__WORKING DATA__:
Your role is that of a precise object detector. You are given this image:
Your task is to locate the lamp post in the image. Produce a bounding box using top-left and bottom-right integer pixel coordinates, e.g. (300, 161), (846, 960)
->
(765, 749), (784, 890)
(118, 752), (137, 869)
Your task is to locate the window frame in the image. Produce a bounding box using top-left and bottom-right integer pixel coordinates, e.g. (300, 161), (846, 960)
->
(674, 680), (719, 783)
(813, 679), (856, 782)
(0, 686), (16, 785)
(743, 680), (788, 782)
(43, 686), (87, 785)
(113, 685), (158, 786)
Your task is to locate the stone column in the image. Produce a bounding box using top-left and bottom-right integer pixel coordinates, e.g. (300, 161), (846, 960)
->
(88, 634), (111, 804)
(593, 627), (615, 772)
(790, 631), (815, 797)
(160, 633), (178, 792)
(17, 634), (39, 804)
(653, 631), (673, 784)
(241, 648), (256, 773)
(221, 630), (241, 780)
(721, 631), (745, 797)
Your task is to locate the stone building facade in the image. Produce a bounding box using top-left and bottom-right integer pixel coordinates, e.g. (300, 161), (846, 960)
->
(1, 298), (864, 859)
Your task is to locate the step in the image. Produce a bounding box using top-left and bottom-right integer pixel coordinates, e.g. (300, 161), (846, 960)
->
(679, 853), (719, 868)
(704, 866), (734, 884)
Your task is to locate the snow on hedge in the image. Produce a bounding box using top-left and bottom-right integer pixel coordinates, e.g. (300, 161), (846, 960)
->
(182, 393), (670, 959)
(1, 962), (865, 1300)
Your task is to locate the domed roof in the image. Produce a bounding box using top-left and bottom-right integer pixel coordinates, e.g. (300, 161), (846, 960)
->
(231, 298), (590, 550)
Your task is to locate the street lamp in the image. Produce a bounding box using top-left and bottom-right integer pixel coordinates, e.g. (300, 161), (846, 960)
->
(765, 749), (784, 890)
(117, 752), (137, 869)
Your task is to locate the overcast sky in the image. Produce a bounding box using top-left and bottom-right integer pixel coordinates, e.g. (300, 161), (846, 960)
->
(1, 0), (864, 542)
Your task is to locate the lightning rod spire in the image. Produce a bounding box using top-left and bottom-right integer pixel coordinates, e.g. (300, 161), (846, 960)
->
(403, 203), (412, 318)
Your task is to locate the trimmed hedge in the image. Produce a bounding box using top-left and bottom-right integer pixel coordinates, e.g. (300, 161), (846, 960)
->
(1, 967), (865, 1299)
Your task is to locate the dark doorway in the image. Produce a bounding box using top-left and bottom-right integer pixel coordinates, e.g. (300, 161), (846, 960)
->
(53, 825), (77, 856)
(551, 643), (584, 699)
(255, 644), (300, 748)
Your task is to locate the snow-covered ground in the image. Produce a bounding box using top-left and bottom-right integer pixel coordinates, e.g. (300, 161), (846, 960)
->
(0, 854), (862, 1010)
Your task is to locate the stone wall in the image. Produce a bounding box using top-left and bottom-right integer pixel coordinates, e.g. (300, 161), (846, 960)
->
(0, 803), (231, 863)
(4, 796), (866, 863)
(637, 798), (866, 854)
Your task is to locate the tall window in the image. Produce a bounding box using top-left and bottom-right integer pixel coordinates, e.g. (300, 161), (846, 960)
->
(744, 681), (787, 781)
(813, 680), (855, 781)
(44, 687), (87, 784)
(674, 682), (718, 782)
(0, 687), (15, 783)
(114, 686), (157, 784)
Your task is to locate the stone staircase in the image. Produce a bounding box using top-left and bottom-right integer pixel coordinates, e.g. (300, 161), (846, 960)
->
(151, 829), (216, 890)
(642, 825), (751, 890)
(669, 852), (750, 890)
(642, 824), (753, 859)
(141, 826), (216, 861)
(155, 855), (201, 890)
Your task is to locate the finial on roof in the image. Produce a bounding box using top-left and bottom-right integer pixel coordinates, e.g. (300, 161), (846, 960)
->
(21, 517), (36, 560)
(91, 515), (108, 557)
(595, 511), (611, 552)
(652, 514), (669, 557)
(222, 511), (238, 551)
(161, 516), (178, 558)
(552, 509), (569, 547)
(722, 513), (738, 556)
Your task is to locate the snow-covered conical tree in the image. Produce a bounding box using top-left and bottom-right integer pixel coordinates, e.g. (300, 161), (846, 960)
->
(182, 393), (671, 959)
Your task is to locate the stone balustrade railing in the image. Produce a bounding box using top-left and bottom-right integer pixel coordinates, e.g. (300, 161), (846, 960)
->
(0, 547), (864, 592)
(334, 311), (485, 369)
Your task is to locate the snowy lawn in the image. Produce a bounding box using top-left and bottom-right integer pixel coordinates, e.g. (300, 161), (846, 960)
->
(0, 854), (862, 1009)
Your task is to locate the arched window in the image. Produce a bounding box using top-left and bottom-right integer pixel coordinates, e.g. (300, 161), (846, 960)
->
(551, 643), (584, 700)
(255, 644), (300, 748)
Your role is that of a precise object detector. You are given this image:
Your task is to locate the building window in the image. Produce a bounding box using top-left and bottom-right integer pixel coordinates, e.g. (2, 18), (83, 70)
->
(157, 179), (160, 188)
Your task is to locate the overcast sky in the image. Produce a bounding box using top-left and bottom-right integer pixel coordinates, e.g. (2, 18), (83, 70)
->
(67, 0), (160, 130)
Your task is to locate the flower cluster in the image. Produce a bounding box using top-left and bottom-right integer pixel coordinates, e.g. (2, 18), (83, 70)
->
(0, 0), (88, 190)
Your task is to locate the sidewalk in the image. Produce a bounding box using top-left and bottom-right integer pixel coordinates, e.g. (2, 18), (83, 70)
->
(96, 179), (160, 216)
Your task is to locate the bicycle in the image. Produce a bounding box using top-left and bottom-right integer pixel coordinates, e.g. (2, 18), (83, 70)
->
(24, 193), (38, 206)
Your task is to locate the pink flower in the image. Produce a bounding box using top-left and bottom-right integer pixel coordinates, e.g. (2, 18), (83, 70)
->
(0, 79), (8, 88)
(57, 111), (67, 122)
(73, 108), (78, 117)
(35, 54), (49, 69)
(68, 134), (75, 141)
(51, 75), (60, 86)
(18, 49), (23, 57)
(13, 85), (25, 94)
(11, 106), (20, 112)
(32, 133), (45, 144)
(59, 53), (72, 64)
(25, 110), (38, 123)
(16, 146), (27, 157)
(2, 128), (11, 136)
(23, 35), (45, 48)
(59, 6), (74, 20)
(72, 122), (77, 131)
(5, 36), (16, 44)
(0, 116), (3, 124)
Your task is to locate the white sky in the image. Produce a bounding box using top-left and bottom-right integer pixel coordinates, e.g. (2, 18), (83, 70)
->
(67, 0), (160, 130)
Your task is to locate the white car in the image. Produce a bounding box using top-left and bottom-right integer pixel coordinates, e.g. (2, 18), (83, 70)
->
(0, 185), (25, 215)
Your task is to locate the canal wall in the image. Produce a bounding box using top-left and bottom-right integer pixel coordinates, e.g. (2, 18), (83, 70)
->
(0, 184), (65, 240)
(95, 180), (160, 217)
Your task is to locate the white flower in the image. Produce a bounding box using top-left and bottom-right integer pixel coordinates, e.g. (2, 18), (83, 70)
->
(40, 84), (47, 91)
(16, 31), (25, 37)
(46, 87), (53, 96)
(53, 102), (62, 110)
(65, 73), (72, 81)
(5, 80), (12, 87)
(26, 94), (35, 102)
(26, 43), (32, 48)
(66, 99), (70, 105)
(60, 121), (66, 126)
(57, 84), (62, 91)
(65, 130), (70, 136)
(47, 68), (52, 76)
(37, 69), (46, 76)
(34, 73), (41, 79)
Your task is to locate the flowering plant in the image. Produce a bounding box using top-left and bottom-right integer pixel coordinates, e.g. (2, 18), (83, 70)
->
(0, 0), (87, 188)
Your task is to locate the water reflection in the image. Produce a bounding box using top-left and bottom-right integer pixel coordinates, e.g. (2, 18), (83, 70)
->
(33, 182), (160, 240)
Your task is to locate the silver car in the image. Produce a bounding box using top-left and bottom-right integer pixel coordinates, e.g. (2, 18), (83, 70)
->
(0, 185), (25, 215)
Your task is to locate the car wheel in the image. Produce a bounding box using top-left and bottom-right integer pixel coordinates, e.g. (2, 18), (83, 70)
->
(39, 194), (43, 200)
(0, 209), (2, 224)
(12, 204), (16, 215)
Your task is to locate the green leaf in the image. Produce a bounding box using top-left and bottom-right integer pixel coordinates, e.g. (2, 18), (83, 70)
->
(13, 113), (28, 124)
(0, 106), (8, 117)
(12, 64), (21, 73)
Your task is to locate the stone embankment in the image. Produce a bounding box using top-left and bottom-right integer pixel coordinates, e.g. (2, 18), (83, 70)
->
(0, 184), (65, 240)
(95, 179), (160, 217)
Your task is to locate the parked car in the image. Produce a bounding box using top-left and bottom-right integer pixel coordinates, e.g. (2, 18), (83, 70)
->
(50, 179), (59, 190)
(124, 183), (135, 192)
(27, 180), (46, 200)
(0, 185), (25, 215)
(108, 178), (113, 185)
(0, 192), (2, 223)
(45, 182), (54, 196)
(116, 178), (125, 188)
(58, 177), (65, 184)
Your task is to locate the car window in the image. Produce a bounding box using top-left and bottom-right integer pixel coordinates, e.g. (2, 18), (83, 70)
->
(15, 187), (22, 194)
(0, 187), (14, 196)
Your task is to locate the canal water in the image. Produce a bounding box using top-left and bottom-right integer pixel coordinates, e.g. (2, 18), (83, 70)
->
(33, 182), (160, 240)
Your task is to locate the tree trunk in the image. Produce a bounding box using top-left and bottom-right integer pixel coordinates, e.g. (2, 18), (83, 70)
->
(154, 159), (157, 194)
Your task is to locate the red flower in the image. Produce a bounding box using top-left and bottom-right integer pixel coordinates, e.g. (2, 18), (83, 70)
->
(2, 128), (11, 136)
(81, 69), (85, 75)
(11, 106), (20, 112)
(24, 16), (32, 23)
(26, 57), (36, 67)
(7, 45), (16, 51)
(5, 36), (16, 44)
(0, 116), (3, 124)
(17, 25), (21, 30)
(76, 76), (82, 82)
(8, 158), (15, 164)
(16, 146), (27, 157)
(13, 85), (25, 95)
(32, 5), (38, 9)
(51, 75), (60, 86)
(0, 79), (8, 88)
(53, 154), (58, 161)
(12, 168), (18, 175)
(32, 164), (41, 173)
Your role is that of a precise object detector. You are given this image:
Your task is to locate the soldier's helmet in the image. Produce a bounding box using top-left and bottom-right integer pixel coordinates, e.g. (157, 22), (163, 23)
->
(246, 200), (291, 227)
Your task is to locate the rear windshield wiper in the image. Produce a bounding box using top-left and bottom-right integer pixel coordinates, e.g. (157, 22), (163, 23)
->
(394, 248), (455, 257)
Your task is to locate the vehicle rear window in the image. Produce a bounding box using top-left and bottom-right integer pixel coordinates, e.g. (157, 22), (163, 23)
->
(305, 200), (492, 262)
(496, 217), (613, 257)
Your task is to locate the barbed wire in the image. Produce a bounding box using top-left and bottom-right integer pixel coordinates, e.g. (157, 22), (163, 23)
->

__GOAL OF THE EXERCISE__:
Please state the number of lines above that hold the string "covered", with nothing else added.

__ANSWER SPACE__:
2